### TASK TO COMPLETE
Please format the material from the line with "Kindly give the mask of every instance of the brick" to the line with "272 277 L 271" as a two-column CSV with the header task,answer. Each row holds one task and its answer, each in a single quoted field, with line breaks replaced by spaces.

### DATA SHOWN
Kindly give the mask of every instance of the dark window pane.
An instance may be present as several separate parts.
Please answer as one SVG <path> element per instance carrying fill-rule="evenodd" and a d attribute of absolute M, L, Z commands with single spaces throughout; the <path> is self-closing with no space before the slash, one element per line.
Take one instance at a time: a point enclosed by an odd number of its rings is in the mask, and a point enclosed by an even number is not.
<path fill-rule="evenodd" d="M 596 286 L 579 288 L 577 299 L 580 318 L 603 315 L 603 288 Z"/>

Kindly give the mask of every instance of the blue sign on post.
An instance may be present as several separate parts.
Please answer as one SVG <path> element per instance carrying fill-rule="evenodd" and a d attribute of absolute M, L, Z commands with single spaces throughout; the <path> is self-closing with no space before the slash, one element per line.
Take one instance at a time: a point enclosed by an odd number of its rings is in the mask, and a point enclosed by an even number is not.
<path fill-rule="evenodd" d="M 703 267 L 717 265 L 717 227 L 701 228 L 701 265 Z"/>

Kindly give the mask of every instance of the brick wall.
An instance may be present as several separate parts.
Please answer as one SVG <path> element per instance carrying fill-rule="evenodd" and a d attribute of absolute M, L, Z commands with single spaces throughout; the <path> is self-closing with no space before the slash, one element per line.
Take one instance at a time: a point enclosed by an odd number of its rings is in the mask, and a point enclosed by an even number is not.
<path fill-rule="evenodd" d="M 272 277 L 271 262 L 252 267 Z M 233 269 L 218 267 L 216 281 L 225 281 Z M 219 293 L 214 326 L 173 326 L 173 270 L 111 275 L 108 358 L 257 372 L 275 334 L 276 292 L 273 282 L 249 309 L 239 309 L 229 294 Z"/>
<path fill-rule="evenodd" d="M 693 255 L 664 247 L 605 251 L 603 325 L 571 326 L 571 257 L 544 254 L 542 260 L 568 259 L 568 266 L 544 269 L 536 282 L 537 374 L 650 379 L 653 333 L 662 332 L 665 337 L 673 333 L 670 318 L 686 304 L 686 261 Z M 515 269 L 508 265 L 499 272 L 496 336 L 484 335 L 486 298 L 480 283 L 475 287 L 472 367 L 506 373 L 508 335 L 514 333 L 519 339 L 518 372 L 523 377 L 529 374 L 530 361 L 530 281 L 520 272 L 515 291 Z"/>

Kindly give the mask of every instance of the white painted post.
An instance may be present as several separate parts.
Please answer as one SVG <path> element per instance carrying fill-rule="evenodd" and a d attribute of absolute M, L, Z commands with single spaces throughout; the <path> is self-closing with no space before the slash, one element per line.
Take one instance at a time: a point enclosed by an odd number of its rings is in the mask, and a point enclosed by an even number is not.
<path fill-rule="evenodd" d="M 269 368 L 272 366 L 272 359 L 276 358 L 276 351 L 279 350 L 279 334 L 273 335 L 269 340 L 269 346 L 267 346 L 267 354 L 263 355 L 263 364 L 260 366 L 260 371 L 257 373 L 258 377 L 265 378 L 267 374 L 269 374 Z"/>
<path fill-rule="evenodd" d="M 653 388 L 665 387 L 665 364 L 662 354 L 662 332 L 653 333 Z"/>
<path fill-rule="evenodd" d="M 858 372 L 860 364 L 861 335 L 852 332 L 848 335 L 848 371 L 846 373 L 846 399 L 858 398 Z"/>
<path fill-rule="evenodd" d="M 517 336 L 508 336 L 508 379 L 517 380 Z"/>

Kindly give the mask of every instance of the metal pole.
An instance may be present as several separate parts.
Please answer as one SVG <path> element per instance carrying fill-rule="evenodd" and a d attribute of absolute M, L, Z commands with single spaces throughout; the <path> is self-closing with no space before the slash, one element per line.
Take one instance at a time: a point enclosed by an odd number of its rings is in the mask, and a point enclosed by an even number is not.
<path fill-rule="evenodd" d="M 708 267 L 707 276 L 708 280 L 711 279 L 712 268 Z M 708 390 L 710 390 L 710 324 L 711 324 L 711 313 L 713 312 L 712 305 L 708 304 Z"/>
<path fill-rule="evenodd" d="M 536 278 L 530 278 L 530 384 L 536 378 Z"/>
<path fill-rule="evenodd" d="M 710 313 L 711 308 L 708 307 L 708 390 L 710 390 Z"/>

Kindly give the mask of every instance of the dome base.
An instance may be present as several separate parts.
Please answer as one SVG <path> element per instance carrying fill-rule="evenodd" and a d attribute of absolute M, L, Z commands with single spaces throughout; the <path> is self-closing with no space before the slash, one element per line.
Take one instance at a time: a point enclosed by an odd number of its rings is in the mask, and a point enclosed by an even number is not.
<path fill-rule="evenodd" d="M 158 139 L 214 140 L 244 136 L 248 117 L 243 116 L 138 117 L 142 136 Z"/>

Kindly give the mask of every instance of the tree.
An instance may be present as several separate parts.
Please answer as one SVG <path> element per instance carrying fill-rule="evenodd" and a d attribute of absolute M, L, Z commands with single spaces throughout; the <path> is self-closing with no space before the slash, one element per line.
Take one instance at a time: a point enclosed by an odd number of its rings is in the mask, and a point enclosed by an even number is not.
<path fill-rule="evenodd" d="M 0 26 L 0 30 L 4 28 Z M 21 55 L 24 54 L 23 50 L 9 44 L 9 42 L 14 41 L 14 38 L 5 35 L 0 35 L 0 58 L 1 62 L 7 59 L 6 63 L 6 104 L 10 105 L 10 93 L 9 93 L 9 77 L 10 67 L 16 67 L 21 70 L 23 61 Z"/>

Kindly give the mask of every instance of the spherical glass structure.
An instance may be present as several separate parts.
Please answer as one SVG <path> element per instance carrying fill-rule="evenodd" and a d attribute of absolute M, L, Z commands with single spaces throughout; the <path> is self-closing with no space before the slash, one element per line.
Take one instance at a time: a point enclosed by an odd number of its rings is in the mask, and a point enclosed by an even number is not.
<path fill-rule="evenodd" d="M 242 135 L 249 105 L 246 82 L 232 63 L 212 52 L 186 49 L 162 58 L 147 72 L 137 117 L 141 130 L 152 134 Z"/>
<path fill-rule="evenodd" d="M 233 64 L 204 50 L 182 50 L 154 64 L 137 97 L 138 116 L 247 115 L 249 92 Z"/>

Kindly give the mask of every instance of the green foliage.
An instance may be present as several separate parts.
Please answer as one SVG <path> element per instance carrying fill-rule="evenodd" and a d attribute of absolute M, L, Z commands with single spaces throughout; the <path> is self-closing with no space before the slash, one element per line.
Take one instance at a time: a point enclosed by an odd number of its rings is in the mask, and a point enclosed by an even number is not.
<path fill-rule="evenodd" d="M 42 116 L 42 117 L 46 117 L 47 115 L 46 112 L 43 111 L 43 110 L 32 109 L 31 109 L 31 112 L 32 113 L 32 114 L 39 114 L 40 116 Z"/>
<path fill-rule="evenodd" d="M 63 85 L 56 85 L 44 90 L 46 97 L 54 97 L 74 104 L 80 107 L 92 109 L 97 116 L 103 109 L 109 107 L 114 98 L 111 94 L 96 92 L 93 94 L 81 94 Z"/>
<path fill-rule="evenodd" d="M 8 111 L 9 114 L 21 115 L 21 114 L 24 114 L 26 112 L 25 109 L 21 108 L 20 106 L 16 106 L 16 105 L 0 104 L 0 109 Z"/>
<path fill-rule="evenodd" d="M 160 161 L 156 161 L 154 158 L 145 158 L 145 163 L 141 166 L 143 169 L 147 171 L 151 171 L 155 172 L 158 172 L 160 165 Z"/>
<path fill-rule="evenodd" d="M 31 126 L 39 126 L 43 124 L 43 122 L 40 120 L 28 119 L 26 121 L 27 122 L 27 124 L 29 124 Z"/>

### COMPLETED TASK
task,answer
"Kindly give the mask of every instance of the brick wall. An instance may be present as several separate parts. Please answer as one SVG <path> element per instance carrying fill-rule=""evenodd"" and a d attribute of absolute M, L, Z commands with single spaces throughout; the <path> is self-closing with no space before the slash, one element per line. Take one instance at a time: a point enclosed by an odd number of its rings is in the mask, and a point enclosed by an even number is not.","<path fill-rule=""evenodd"" d=""M 272 277 L 271 262 L 252 267 Z M 233 269 L 218 267 L 216 281 L 225 281 Z M 219 293 L 214 326 L 173 326 L 173 270 L 111 275 L 108 358 L 257 372 L 275 334 L 276 292 L 273 282 L 249 309 L 239 309 L 229 294 Z""/>"